**Task directions**
Reproduce the following lines word for word, leaving out the pictures.

:: Entries supplied ::

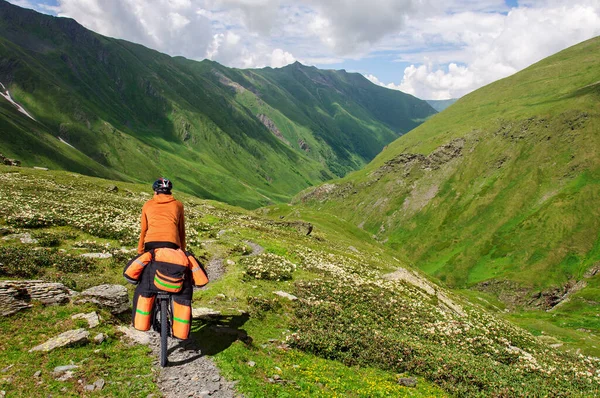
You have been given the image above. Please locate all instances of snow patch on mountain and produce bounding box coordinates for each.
[58,137,77,149]
[0,82,37,121]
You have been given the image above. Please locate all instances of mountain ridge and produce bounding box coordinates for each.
[296,38,600,302]
[0,1,435,207]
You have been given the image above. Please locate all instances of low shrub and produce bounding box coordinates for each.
[0,246,57,278]
[248,296,281,318]
[54,254,96,273]
[0,246,96,278]
[240,253,296,281]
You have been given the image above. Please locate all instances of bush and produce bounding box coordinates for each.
[231,243,252,256]
[55,254,96,273]
[0,246,56,278]
[0,246,96,278]
[240,253,296,281]
[248,296,281,318]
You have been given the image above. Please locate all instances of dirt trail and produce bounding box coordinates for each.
[150,243,252,398]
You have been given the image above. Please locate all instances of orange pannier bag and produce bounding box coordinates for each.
[133,295,155,332]
[185,252,208,287]
[123,252,152,285]
[153,248,188,293]
[172,300,192,340]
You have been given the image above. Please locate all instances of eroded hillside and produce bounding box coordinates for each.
[0,167,600,396]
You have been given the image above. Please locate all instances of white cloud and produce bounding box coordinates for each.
[58,0,212,58]
[11,0,600,98]
[364,1,600,99]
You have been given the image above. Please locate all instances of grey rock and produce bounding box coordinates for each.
[117,326,150,345]
[273,290,298,301]
[81,253,112,259]
[206,382,221,395]
[398,377,417,387]
[52,365,79,376]
[94,379,106,390]
[29,329,90,352]
[56,370,75,381]
[94,333,106,344]
[192,307,221,319]
[2,233,38,245]
[74,285,129,314]
[0,280,71,316]
[71,311,100,329]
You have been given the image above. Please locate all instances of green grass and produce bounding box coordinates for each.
[0,1,435,208]
[0,305,158,397]
[0,167,600,397]
[294,38,600,296]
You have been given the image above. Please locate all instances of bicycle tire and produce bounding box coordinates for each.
[160,298,169,368]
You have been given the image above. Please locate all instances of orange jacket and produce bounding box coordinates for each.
[138,194,185,254]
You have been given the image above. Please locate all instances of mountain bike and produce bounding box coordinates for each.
[154,293,173,368]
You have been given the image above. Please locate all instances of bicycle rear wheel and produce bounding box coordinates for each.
[160,298,169,368]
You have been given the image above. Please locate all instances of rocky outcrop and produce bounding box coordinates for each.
[0,280,71,316]
[0,153,21,167]
[371,138,465,179]
[29,329,90,352]
[298,138,310,153]
[75,285,130,314]
[212,69,246,94]
[71,311,100,329]
[383,268,466,316]
[117,326,150,345]
[475,280,587,311]
[256,113,290,145]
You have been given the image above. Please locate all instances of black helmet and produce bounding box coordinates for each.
[152,177,173,193]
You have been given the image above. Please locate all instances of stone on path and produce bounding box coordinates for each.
[71,311,100,329]
[75,285,130,314]
[398,377,417,387]
[192,307,221,319]
[81,252,112,259]
[94,333,106,344]
[0,280,71,316]
[2,232,38,245]
[117,326,150,345]
[273,290,298,301]
[94,379,105,390]
[53,365,79,376]
[29,329,90,352]
[56,370,75,381]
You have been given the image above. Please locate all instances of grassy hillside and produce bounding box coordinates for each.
[0,1,435,208]
[425,98,458,112]
[299,38,600,304]
[0,166,600,397]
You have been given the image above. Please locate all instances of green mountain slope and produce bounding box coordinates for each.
[298,38,600,302]
[0,1,435,207]
[0,165,600,398]
[425,98,458,112]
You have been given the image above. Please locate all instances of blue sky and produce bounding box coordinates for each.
[9,0,600,99]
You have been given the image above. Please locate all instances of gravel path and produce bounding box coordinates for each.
[244,240,265,256]
[149,243,251,398]
[150,332,241,398]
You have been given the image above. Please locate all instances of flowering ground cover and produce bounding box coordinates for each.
[0,167,600,397]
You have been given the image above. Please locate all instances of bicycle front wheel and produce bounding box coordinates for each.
[160,298,169,368]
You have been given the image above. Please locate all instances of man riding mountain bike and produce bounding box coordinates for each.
[123,177,208,346]
[138,177,185,254]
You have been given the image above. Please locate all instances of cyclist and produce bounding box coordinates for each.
[138,177,185,254]
[123,177,202,339]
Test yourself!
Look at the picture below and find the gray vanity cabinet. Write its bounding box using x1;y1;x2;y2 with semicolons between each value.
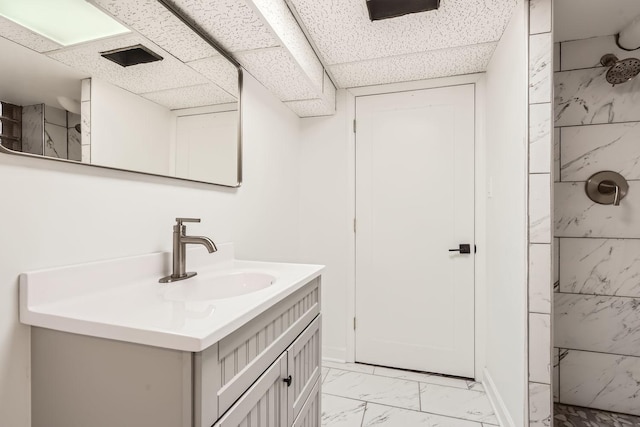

:::

**Written response**
You have been given the image above. Please locate all instances of snow patch on mountain and produce bounding box coordinates for each.
[58,137,77,149]
[0,82,37,121]
You have been given the image above. Please locate all instances of mountain ridge and produce bounding box coordinates for each.
[296,38,600,302]
[0,1,435,207]
You have been given the image above. Please locate all instances of low shrub and produce bounding box coordinates for each.
[0,246,57,278]
[248,296,281,318]
[54,254,96,273]
[0,246,96,278]
[240,253,296,281]
You have been given the image above. Please locate all instances of bush and produce bounding box coordinates for each.
[231,243,252,256]
[55,254,96,273]
[0,246,56,278]
[0,246,96,278]
[240,253,296,281]
[248,296,281,318]
You have been given the image above. Please locate all instances of dirt trail and produce bounding box coordinates for each.
[150,243,252,398]
You have been given the image above. Please locate all instances of orange pannier bag and produce bounding box coordinates for each.
[133,295,155,332]
[185,252,208,287]
[123,252,152,285]
[153,248,188,293]
[172,300,192,340]
You have been given the image above. Please locate all instances of eroded hillside and produce bounding box coordinates for each.
[0,167,600,396]
You have been given the image above. Please locate all instances of white cloud and produce bounding box coordinates for each.
[58,0,212,58]
[11,0,600,98]
[364,1,600,99]
You have been given the image above. Please locate all instances of grey rock and produce bounding box coordinates for each.
[117,326,150,345]
[273,290,298,301]
[81,253,112,259]
[206,382,221,395]
[398,377,417,387]
[52,365,79,376]
[94,379,106,390]
[29,329,90,352]
[56,370,75,381]
[94,333,106,344]
[192,307,221,319]
[2,233,38,245]
[74,285,129,314]
[0,280,71,316]
[71,311,100,329]
You have been given the image above. Please locate all instances of green grass and produce bounding box coordinates for each.
[0,1,435,208]
[0,305,158,397]
[0,167,600,397]
[294,38,600,296]
You have been given the image above. Please locate all instances of bicycle tire and produce bounding box coordinates for each.
[160,298,169,368]
You have been given the image above. Please locate all instances of orange jacket and produce bounding box coordinates for each.
[138,194,185,254]
You have been given the image above. Please locate all instances of mountain bike and produce bounding box coordinates for each.
[154,293,173,368]
You have been given the image above. Please locate all instances of bicycle rear wheel and produce bounding box coordinates for each.
[160,298,169,368]
You have been given the image above. Please locate all instances of rocky outcrop and produce bounding box coordinates for each.
[0,280,71,316]
[0,153,21,167]
[371,138,465,179]
[29,329,90,352]
[298,138,310,153]
[75,285,130,314]
[212,69,246,94]
[71,311,100,329]
[383,268,466,316]
[117,326,150,345]
[475,280,587,311]
[256,113,290,145]
You have been given the image above. Please locate all instances of black helmet and produce bounding box coordinates for each.
[152,177,173,193]
You have been given the image above. Please locate all instances of stone on path and produce bounding box coordinates for each.
[71,311,100,329]
[75,285,130,314]
[398,377,417,387]
[192,307,221,319]
[81,252,112,259]
[94,333,106,344]
[0,280,71,316]
[2,232,38,245]
[117,326,150,345]
[273,290,298,301]
[94,379,105,390]
[53,365,79,376]
[29,329,90,352]
[56,370,75,381]
You have been given the image above. Please locate all instances of grassy hillside and produce bounding box coordinates for each.
[0,1,435,208]
[425,98,458,112]
[299,38,600,304]
[0,166,600,397]
You have been given the image above. Please locate all instances of green mountain slope and produce bounding box coordinates for each.
[298,38,600,302]
[0,1,435,207]
[0,165,600,398]
[425,98,458,112]
You have been given the image above. Please locate all instances of blue sky and produce bounding box coordinates for each.
[9,0,600,99]
You have been given the image above. Please locate all instances of gravel path and produce bounding box coordinates for each.
[244,240,265,256]
[149,243,251,398]
[150,332,241,398]
You have been given the image above. Please locate all instances of flowering ground cover and produce bounding box coordinates for each.
[0,167,600,397]
You have been given the image above. Please locate all instances of bicycle front wheel and produce bounding box coordinates for each.
[160,298,169,368]
You have been given the image above. Please locate all instances of man riding mountain bike and produce bounding box coordinates for each.
[123,177,208,346]
[138,177,185,254]
You have been given the image above. Please locate all instances of cyclist and produce bounding box coordinates for each.
[138,177,185,254]
[123,177,202,339]
Test yourself!
Look at the picture below and find the gray vanity cabinet. Write its bounding box using x1;y1;x2;y2 with semicolons between each value.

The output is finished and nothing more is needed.